TO BE DONE
Images are not part of the copy; write out the rest of the data exactly as given.

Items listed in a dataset
-*-

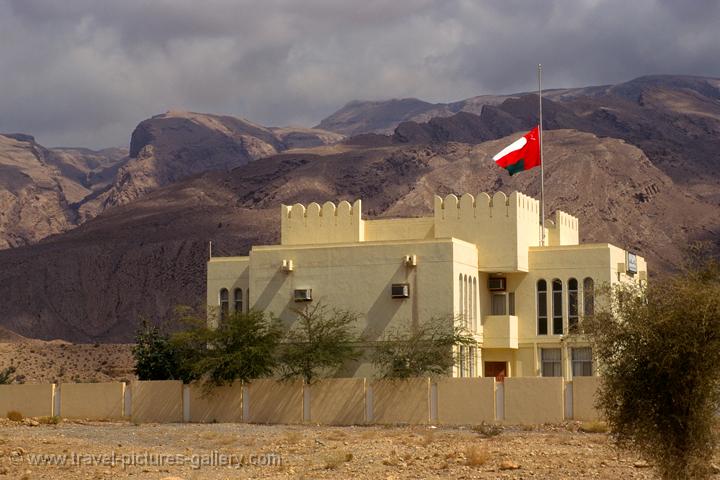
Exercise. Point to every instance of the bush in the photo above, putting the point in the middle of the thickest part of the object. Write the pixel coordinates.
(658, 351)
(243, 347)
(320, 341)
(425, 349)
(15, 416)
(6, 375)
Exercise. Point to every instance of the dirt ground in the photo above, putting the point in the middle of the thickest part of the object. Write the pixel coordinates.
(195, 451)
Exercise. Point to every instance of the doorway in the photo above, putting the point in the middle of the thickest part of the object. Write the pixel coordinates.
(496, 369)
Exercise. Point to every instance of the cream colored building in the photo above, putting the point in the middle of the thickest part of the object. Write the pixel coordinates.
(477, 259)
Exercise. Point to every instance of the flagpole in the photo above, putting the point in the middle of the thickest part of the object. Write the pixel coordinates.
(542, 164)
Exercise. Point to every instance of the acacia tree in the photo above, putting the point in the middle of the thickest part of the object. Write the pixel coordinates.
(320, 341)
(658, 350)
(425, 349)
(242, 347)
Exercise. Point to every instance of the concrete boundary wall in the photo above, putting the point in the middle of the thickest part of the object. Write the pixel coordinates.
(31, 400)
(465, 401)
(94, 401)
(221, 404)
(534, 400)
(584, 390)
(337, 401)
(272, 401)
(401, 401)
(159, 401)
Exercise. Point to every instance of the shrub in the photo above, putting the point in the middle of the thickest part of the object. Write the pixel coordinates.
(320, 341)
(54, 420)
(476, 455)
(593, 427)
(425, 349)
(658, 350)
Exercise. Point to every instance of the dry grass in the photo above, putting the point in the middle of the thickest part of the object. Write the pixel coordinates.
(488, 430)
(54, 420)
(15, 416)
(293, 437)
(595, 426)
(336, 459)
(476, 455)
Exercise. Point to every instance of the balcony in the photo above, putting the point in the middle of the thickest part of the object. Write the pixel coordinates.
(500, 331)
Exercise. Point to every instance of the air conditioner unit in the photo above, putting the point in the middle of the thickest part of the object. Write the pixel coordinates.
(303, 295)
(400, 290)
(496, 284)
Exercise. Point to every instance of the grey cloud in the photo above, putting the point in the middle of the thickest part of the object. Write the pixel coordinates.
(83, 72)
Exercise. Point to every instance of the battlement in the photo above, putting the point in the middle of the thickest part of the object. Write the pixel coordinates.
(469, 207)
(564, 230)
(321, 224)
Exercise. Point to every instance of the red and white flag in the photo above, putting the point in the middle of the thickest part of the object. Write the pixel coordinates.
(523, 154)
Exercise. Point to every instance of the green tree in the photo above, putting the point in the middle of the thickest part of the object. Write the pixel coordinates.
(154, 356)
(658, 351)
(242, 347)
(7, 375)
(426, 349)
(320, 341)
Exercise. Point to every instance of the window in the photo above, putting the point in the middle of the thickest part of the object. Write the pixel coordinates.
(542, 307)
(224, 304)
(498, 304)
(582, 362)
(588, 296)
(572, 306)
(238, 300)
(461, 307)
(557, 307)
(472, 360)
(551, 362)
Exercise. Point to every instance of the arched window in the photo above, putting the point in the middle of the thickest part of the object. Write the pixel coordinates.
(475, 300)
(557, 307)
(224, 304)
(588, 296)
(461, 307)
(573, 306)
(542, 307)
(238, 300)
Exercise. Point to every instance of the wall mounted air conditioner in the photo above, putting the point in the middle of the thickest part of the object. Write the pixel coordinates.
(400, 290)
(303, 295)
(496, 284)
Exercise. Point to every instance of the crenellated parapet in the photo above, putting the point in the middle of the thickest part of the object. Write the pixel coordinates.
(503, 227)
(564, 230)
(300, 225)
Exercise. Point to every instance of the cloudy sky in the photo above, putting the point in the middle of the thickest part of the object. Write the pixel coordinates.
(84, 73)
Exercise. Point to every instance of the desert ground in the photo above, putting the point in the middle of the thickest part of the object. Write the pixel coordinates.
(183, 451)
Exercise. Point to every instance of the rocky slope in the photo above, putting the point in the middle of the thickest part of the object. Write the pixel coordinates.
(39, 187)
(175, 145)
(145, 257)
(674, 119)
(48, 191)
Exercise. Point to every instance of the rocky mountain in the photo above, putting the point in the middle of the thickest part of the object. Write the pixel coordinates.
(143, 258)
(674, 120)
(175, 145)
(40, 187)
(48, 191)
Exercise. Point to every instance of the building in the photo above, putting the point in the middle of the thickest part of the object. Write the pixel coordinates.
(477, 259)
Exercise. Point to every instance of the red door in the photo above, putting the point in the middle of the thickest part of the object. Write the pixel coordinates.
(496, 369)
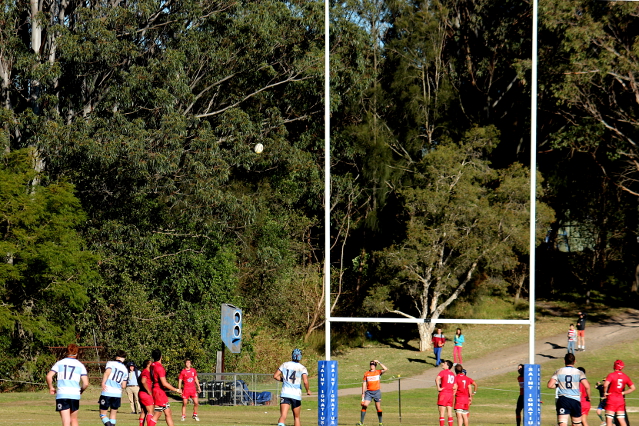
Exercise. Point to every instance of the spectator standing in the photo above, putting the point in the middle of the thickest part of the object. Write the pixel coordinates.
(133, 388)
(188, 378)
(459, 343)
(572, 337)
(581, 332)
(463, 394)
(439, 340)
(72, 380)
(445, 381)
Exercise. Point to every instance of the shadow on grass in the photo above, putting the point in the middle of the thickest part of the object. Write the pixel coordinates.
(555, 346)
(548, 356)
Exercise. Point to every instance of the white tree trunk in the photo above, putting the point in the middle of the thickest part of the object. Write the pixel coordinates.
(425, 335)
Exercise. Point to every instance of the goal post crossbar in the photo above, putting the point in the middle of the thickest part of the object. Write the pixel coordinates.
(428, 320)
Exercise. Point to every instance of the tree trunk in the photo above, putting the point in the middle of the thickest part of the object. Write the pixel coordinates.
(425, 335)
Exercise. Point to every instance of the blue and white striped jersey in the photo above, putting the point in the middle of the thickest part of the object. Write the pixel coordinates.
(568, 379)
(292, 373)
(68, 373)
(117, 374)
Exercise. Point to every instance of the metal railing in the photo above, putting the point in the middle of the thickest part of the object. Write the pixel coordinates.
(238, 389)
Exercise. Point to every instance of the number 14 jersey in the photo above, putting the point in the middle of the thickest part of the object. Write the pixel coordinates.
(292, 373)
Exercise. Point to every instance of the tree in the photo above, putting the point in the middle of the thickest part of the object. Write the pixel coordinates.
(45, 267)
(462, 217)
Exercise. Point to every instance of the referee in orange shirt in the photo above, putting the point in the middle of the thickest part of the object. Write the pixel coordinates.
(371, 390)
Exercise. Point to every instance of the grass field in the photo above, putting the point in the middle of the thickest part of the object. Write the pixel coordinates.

-*-

WORKED SOLUTION
Exercise. Point to every instance of the bush in the photo above, putting the point in the middle of the thickest part of the object. Write the pixel coordinates.
(658, 351)
(243, 347)
(320, 341)
(425, 349)
(15, 416)
(6, 375)
Exercise. Point to every instance of the dirt ground in the photo above, putting the point in the middle of the thickest part of the object. Write the pixel coordinates.
(195, 451)
Exercise. Point to every instance of the doorway in the photo above, putting the point in the middle of the thickest part of the object. Write the pixel coordinates.
(496, 369)
Exercise. Point to every instance of the cream colored building in the photo above, putting the point in the middle of the thickest part of the object. Write the pixel coordinates.
(477, 259)
Exercise. Point to every instance of the flagpole in the photo above, putting the point in the middle of the thickest part of the object. Write the pixel coordinates.
(542, 164)
Exercise. Point to every instance of the acacia tree in the photo above, putting the point in the middle of the thickest part of the object. Write the pixel coordinates.
(320, 341)
(658, 350)
(425, 349)
(242, 347)
Exercise. Point to every instance of the concrete boundary wall in the photo above, putting the point in the middle of the thickest part of the object. Write the pixel coordinates.
(31, 400)
(465, 401)
(94, 401)
(221, 404)
(534, 400)
(584, 390)
(337, 401)
(272, 401)
(401, 401)
(159, 401)
Exercise. Point to every instance of the shrub in the photo above, putting the point in the middle of the thickest part of the object. Write the pixel coordinates.
(320, 341)
(54, 420)
(476, 455)
(593, 427)
(425, 349)
(658, 350)
Exercise. Point to every instance of the dry grass in the photo above, putting the point in the middle of the thickest part of the object. Write the pixel coordinates.
(488, 430)
(54, 420)
(15, 416)
(293, 437)
(595, 426)
(336, 459)
(476, 455)
Exercise. Point to every instance of the balcony in the photo above, putting the point in the middle of the thickest part of the object. Write the pixel coordinates.
(500, 331)
Exercise. Point to every instance of the air conditioner unit in the photo above, putting the point in the middle of the thickest part of the object. Write the pixel coordinates.
(303, 295)
(400, 290)
(496, 284)
Exercise. Point to every instance of the grey cloud in the photo above, putting the point in the middle of the thickest part of the object. Write the pixel coordinates.
(83, 72)
Exercise. Point to every instance of the battlement in the photo above, putting the point in the middle of the thickest part of the object. Write the pixel coordinates.
(469, 207)
(564, 230)
(321, 224)
Exercise. Point to every instance of the red and white flag in the photo above, putting the point in the middle of the thickest part of the object. Write the pixel coordinates.
(523, 154)
Exercise. Point to every instance of the green tree in the photo above, putting the point in the middle of the thickest part of the object. Write the pixel coordinates.
(154, 356)
(658, 351)
(242, 347)
(7, 375)
(426, 349)
(320, 341)
Exercise. Point to every instance of the window in the photo above, putting the point in the middle of the thickest part of the object. Write the pixel coordinates.
(542, 307)
(224, 304)
(498, 304)
(582, 362)
(588, 296)
(572, 306)
(238, 300)
(461, 307)
(557, 307)
(472, 360)
(551, 362)
Exercise. Point to every instance of the arched window in the photo above, putting the point in the middle of the thickest part of the object. Write the pixel coordinates.
(475, 300)
(557, 307)
(224, 304)
(588, 296)
(461, 307)
(573, 306)
(542, 307)
(238, 300)
Exercise. Point to every instance of the wall mounted air conditioner in the photo above, putting the point in the middle of the thickest part of the object. Write the pixel coordinates.
(400, 290)
(303, 295)
(496, 284)
Exercise. Point to every instance of the crenellated parapet in the photo above, putting the point in the middle of the thickest part of the object. Write the pixel coordinates.
(503, 227)
(564, 230)
(300, 225)
Exercise. Point to every instance of the cloudy sky in the photo above, putting the point in the middle of the thickest part of the object. Write the pixel coordinates.
(84, 73)
Exercise. Point to every instance of the desert ground in the photo above, putting the point in the middle of the thickest part of the object. Write the pixel coordinates.
(183, 451)
Exercise. Point to every instance of the rocky slope in the photo above, putting the point in the middle of the thickest part of the object. Write the pixel coordinates.
(39, 187)
(175, 145)
(145, 257)
(674, 119)
(48, 191)
Exercise. Point to every instance of the rocky mountain in the photo above, putting the point in the middle of the thickest part of the object. Write the pixel coordinates.
(143, 258)
(674, 120)
(175, 145)
(40, 187)
(48, 191)
Exercise. Point to every instance of the building in the photo above, putting the point in the middle of the thickest part of the object. Write the pixel coordinates.
(477, 259)
Exercise. Point to every instance of the red door in the photo above, putting the point in the middle of the thickest part of the object. Write the pixel coordinates.
(496, 369)
Exercise. Point to every instance of the spectator standing in the photo above, putting the point in the middle of the thickest part of the object. Write the pixel coordinates.
(133, 388)
(188, 378)
(459, 343)
(572, 337)
(581, 332)
(463, 394)
(439, 340)
(72, 380)
(445, 381)
Exercise. Point to every instance of the shadow on grass in the photo above, putting the point in the middle of the thickest part of the object. Write the pixel coordinates.
(555, 346)
(548, 356)
Exercise. Point to every instance of the white tree trunk in the photo above, putting the point in the middle of the thickest part of the object. Write the pixel coordinates.
(425, 335)
Exercise. Point to every instance of the goal post crossbar in the photo above, putting the point in the middle of the thickest part of the object. Write the pixel coordinates.
(428, 320)
Exercise. Point to every instance of the tree trunk in the photo above, putting the point in the middle of the thickest part of the object. Write the pixel coordinates.
(425, 335)
Exercise. Point to every instance of the blue and white striped jersey in the photo above, putting the point in the middle of the thickest part of the object. Write the pixel coordinates.
(568, 379)
(292, 373)
(68, 373)
(117, 374)
Exercise. Point to every instance of the metal railing in the photo above, putting the point in the middle of the thickest part of the object. Write the pixel coordinates.
(238, 389)
Exercise. Point to every instance of the number 14 jersey in the photo above, putting the point in the middle of the thickest part of the object. Write the pixel coordinates.
(292, 373)
Exercise. Point to every instance of the tree in the photo above, putting the point in the middle of the thickest part of the object. Write the pixel coordinates.
(45, 267)
(462, 217)
Exercise. Point to every instance of the referee in orange shirt in the photo above, putting the point in the middle of the thickest part of the object. Write the pixel coordinates.
(371, 390)
Exercise. Point to every instance of the grass field in the photo above, putting the point in the middle of the thickest part of the object. Write the pixel coordinates.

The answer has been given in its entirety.